DIRECTIONS. In the records below, find each line with "pink" and copy it.

(Data excerpts)
□ □ □ □
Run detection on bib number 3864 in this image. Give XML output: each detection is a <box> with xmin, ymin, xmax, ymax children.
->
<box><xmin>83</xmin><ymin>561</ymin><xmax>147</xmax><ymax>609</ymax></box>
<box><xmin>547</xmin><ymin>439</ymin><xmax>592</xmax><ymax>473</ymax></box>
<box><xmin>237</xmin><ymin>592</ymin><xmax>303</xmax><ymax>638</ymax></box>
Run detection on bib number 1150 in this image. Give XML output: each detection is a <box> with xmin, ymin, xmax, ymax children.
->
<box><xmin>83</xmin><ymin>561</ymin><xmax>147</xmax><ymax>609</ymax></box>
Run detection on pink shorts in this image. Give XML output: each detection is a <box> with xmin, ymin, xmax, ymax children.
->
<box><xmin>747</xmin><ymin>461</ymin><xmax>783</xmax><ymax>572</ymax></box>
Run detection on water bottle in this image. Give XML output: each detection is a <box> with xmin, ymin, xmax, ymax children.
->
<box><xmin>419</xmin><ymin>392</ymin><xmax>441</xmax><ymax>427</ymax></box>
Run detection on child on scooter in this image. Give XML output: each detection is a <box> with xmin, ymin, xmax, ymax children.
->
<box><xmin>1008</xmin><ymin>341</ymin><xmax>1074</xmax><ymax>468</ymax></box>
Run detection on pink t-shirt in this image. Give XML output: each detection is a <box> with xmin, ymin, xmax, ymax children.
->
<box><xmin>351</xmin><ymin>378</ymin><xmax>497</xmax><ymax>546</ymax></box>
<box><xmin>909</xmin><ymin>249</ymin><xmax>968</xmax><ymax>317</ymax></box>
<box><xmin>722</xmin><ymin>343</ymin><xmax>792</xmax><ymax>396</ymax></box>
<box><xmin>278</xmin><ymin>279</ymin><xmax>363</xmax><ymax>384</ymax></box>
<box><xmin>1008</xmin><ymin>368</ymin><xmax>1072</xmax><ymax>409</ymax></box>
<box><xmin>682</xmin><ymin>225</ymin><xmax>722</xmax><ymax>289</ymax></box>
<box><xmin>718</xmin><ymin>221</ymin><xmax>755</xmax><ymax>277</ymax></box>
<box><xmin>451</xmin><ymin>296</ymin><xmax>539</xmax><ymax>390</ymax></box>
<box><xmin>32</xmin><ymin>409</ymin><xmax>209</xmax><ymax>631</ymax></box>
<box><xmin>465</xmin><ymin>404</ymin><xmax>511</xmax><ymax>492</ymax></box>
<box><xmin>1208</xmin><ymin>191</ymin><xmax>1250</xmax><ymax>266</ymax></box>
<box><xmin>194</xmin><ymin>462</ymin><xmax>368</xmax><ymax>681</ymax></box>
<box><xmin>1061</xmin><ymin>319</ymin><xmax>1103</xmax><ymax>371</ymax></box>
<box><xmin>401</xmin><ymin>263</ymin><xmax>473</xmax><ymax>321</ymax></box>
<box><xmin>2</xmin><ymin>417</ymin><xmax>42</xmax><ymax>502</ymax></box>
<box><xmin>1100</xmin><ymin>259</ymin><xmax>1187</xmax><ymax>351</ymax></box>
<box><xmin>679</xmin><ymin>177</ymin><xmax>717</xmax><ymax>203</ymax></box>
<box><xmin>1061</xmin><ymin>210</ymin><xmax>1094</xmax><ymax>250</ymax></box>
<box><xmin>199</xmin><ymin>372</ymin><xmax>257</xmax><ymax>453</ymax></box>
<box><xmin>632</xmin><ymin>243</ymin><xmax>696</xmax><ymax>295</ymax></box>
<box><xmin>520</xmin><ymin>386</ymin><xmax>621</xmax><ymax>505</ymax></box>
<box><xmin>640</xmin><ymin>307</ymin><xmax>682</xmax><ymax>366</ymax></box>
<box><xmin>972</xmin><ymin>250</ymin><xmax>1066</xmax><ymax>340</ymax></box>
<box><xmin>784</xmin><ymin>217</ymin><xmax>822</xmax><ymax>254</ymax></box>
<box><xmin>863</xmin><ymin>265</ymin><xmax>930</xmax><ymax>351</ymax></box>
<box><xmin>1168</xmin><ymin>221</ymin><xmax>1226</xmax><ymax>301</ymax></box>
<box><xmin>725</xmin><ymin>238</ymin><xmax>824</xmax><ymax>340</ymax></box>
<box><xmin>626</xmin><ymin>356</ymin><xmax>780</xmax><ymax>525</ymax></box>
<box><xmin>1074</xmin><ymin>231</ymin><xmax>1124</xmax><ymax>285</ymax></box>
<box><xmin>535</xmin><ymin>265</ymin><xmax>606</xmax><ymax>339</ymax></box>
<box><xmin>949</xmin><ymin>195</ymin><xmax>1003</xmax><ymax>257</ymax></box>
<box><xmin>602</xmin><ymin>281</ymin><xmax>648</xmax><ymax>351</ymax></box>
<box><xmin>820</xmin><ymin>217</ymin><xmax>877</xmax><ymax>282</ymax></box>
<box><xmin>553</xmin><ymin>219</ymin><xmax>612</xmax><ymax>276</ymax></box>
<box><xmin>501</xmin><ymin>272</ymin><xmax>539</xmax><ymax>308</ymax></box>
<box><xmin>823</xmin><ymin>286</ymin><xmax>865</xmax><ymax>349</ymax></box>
□ □ □ □
RESPONSE TO THE TASK.
Run detection on pink shorts in this image. Give XML output: each detection is a <box> with xmin, ymin, xmax, ymax children.
Run detection on pink t-shirt in this image. Give XML output: each detection is a <box> with xmin, ymin, xmax, ymax children.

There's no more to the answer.